> **Work instruction A**:
Reproduce the journal roundup verbatim from "In Social Science" up to and including "in urban China.".
> **Work instruction B**:
Render this sentence from the journal roundup into Spanish: "In the same journal, Alan Dolan and Christine Coe draw on qualitative research of first-time fathers and health care professionals to see the relationship between masculinity and the marginalization of men in pregnancy and childbirth in Men, Masculine Identities, and Childbirth."
> **Work instruction C**:
In the journal roundup, which company do Richard Tutton and Barbara Prainsack examine?

Water, Secularism, and Love are the themes of Cultural Anthropology‘s November Issue. Of special interest to the Somatosphere readership might be the theme of secularism under which Charles Hirschkind looks to explore and develop secularism and the ways in which it is reflected as affect and in embodiment in Is There A Secular Body? while Talal Asad examines the embodied subjectivities induced by the painful body as they relate to the secular body and the implications of the secular body for a Democratic body politic in Thinking About the Secular Body, Pain, and Liberal Politics.
In Social Science and Medicine, Michelle Kelly-Irving et al. ask how patients’ education levels affected general practicioners estimation of the patients health status, and Liang Liu et al. explore the roles of relationship insecurity and somatization, and Ping Sun et al. examine the relationship between self-perceived income inequality and health outcomes of youth in urban China.
Stephen Timmons and Linda East analyze the tensions between organizational and professional allegiances as mediated through a hospital’s newly required uniform policy in Uniforms, Status, and Professional Bourdaries in Hospital for Sociology of Health & Illness. In the same journal, Alan Dolan and Christine Coe draw on qualitative research of first-time fathers and health care professionals to see the relationship between masculinity and the marginalization of men in pregnancy and childbirth in Men, Masculine Identities, and Childbirth. Also of note, Richard Tutton and Barbara Prainsack examine 23andMe, a direct-to-consumer personal genomics company that offers genetic testing services to paying clients while also using data obtained from these clients for research purposes, and explore the ‘enterprising’ and ‘altruistic’ subjectivities formed with this type of research and business model.

> **Information provided**:
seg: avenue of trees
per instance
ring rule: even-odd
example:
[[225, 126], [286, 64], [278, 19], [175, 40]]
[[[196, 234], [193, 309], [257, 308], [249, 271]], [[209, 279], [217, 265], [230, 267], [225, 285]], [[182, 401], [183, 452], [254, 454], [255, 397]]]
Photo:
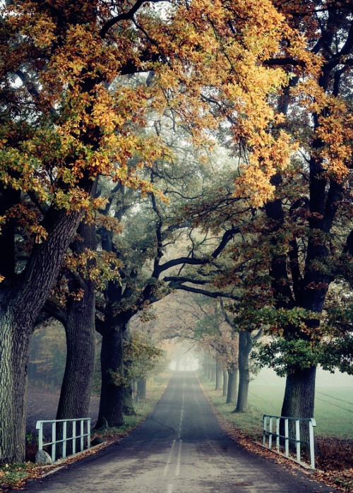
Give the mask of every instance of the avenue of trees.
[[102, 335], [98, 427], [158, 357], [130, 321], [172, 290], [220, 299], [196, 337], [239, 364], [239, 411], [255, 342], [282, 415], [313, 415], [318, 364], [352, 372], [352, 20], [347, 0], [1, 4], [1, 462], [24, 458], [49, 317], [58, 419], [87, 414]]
--
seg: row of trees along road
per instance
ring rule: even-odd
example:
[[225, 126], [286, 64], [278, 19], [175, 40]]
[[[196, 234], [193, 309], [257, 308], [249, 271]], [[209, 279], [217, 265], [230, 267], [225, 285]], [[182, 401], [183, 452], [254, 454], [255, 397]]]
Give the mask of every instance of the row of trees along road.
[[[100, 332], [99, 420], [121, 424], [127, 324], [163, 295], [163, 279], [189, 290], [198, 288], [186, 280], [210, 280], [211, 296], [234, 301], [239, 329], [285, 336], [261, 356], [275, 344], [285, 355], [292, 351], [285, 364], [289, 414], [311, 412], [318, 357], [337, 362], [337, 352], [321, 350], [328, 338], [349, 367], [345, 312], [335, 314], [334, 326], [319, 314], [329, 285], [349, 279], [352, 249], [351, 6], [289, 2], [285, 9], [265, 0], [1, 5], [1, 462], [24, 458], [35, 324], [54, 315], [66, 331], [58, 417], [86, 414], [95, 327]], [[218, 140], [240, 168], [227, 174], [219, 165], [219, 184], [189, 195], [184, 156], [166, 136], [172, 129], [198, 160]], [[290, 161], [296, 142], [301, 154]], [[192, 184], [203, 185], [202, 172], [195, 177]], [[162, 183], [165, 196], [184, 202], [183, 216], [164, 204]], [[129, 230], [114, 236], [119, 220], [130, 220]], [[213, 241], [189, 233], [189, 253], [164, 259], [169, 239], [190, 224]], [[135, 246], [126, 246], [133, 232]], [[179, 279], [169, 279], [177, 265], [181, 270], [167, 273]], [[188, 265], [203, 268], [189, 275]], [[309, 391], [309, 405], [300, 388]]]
--
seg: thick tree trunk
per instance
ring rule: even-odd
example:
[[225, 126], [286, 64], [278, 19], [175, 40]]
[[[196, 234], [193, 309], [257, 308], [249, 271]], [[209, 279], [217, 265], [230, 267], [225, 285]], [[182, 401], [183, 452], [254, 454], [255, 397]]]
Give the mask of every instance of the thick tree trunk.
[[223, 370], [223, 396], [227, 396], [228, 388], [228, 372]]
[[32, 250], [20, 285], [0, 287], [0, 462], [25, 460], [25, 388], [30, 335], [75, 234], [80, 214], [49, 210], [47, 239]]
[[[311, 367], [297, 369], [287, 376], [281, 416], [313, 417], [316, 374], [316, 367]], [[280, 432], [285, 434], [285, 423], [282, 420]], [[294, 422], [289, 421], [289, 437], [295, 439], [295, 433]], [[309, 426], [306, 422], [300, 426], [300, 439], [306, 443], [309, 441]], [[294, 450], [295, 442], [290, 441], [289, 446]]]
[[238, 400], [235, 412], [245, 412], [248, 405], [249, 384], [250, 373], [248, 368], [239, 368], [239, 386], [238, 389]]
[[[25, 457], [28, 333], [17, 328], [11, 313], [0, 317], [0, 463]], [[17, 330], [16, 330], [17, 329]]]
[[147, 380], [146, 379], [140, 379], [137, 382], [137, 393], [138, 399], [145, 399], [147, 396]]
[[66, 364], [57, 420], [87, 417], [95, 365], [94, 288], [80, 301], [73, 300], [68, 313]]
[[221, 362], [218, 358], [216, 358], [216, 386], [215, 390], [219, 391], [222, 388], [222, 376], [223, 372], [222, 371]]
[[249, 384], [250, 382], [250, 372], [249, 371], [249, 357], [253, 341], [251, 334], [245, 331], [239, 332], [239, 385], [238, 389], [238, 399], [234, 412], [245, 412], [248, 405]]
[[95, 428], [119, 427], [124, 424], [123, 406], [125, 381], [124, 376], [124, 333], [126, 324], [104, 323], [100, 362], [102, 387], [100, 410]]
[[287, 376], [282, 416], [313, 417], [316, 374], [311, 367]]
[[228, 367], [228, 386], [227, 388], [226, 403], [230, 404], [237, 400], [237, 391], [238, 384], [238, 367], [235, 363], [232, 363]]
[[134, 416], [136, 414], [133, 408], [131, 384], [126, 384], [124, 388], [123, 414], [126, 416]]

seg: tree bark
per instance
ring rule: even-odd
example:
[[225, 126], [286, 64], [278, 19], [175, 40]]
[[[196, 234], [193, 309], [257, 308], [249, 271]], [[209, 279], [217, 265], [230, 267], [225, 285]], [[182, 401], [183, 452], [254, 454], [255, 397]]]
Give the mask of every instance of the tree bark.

> **Answer A**:
In Social Science and Medicine, Michelle Kelly-Irving et al. ask how patients’ education levels affected general practicioners estimation of the patients health status, and Liang Liu et al. explore the roles of relationship insecurity and somatization, and Ping Sun et al. examine the relationship between self-perceived income inequality and health outcomes of youth in urban China.

> **Answer B**:
En la misma revista, Alan Dolan y Christine Coe se basan en una investigación cualitativa sobre padres primerizos y profesionales de la salud para ver la relación entre la masculinidad y la marginación de los hombres en el embarazo y el parto en Men, Masculine Identities, and Childbirth.

> **Answer C**:
23andMe, a direct-to-consumer personal genomics company.